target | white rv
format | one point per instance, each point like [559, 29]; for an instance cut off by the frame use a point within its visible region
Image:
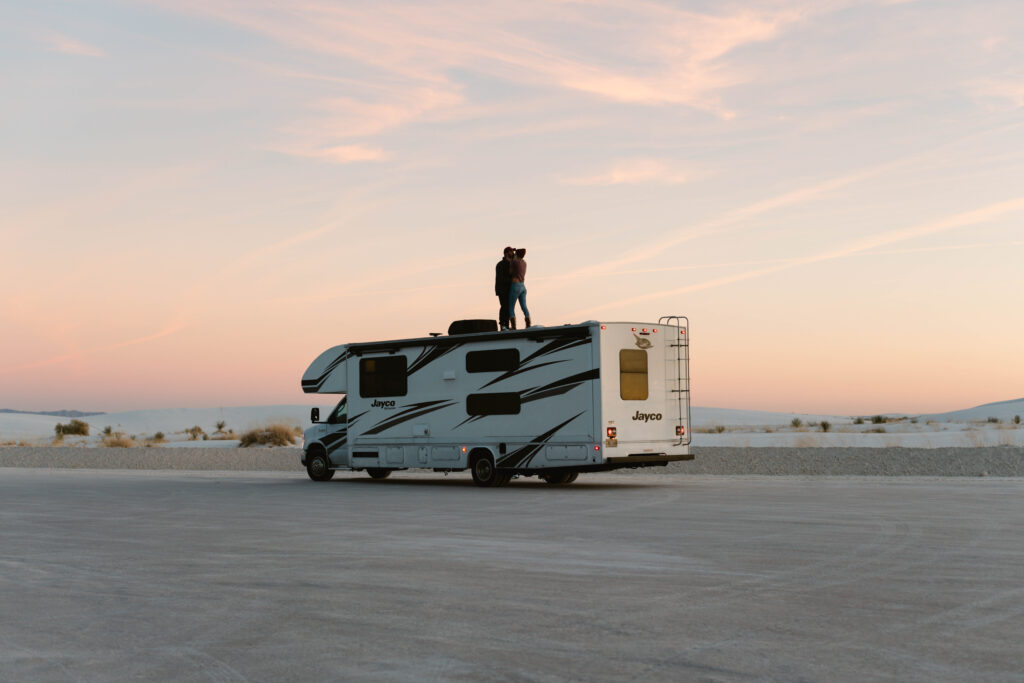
[545, 401]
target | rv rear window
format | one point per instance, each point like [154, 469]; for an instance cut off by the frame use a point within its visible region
[493, 403]
[384, 376]
[496, 360]
[633, 374]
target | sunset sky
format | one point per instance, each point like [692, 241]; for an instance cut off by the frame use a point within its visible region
[198, 197]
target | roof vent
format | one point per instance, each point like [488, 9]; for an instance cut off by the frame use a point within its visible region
[469, 327]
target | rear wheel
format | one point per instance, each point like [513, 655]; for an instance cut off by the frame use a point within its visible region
[318, 467]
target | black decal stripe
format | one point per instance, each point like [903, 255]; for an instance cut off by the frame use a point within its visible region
[408, 415]
[557, 345]
[518, 371]
[560, 386]
[556, 388]
[334, 441]
[521, 457]
[472, 418]
[428, 355]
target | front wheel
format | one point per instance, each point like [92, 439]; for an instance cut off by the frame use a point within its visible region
[318, 467]
[485, 474]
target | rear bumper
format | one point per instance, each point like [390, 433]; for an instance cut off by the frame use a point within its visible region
[615, 463]
[645, 459]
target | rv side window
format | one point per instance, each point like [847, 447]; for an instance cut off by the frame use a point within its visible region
[384, 376]
[633, 374]
[496, 360]
[493, 403]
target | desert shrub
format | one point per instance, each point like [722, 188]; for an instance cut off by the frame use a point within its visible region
[119, 440]
[74, 427]
[272, 434]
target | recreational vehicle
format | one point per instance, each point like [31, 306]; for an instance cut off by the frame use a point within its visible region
[547, 401]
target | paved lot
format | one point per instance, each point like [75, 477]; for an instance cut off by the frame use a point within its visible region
[189, 575]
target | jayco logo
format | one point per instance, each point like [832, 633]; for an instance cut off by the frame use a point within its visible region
[642, 343]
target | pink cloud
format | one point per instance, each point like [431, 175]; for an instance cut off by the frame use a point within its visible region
[340, 154]
[61, 43]
[634, 171]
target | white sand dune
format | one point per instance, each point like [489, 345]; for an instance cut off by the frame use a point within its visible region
[711, 427]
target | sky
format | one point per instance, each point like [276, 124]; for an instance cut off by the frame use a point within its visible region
[199, 197]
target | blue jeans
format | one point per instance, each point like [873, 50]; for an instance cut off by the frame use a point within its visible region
[517, 293]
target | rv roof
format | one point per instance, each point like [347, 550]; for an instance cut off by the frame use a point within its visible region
[573, 331]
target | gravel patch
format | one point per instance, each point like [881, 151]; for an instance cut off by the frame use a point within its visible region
[996, 461]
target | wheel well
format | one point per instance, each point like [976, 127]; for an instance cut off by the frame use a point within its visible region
[476, 454]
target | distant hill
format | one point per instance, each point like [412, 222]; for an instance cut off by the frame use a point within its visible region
[1001, 410]
[56, 414]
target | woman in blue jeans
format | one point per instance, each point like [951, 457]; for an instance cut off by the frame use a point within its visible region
[517, 291]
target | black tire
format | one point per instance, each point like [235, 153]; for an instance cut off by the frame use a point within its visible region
[558, 478]
[318, 467]
[485, 474]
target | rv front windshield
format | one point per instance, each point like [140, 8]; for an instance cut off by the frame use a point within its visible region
[340, 414]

→ **TASK TO COMPLETE**
Any images must be dropped; all other material is to be printed exactly.

→ **COMPLETED EXERCISE**
target | white rv
format | one point per instance, each point like [559, 29]; for an instance cut off by the frame use a point within its visible region
Image:
[545, 401]
target | rv rear window
format | one point per instance, each point like [154, 469]; for an instance cut off by the frame use a point within its visible region
[493, 403]
[384, 376]
[496, 360]
[633, 374]
target | sunset sky
format | one point per instance, each point like [692, 241]; for an instance cut off by the frame use a point within its visible region
[198, 197]
target | roof vent
format | one point per instance, each point like [488, 9]; for an instance cut off by the frame use a point within its visible region
[469, 327]
target | rear wheel
format | one point per instance, each point like [513, 655]; for an instance cut off by the frame use a point within its visible region
[318, 467]
target | black decal stripe
format | one point per instance, each point like [903, 255]; for an instance cut off by the frame use a point within its visible region
[408, 415]
[557, 345]
[518, 371]
[560, 386]
[556, 388]
[334, 441]
[521, 457]
[472, 418]
[428, 355]
target | front wheel
format | one point per instance, each point like [92, 439]; for an instance cut off by the frame use a point within its visible region
[318, 467]
[485, 474]
target | rear bumper
format | one point per instance, each point like [390, 433]; for an instance cut off by the frame use a point within its visible region
[615, 463]
[645, 459]
target | rv side window
format | one point per instance, each point like [847, 447]; for an instance cut off by the frame use a point within its visible region
[384, 376]
[633, 374]
[496, 360]
[493, 403]
target | desert shrub
format | one point per instance, each point like [722, 188]; for an instance cut off by the frame use a point within its visible region
[119, 440]
[74, 427]
[272, 434]
target | recreational vehicle
format | one point per instance, each point like [31, 306]; for an instance cut off by the frame use a point within its visible region
[547, 401]
target | paved lot
format | one point per instance, each point like [75, 477]; for an instance cut off by the frame use a point within its visible region
[189, 575]
target | jayco logo
format | one point per instance, each point like [832, 633]; for an instance cut off by the frame use a point within its visible region
[642, 343]
target | pink cloud
format | one point per instance, each point like [431, 175]; for an instance cut off by the frame use a point within its visible region
[340, 154]
[61, 43]
[634, 171]
target | white sand dune
format | one point per instance, each point like [489, 345]; for an instance cut off by the frame use a point within its visible region
[711, 427]
target | sky
format | one point per instance, each point like [276, 124]; for an instance cut off by the frame use a point within its visible region
[199, 197]
target | blue jeans
format | one point per instance, each point like [873, 50]; for an instance cut off by the frame use a point within its visible region
[517, 293]
target | rv roof
format | one point per instance, each point like [347, 550]; for an instance cut off by the frame use a point within its visible region
[573, 331]
target | gravel patch
format | one point per instance, each point like [881, 151]; for an instance cut off by the frame use a point within its visible region
[996, 461]
target | wheel well
format | one point per instance, each point like [976, 127]; for an instance cut off by the frame use a point within its visible region
[476, 454]
target | distant hill
format | one point per instance, each point like [412, 222]; for an instance cut off by the frame use a point within its visible region
[1001, 410]
[56, 414]
target | woman in blue jeans
format | one point per instance, each point like [951, 457]; for an instance cut off by the frame use a point within its visible region
[517, 291]
target | black tire
format | one point per instance, each point like [235, 153]; for an instance cut off by the frame use a point within its visible region
[558, 478]
[318, 467]
[485, 474]
target | rv front windshield
format | one point per instance, each point like [140, 8]; for an instance cut off by the frame use a point within its visible region
[340, 414]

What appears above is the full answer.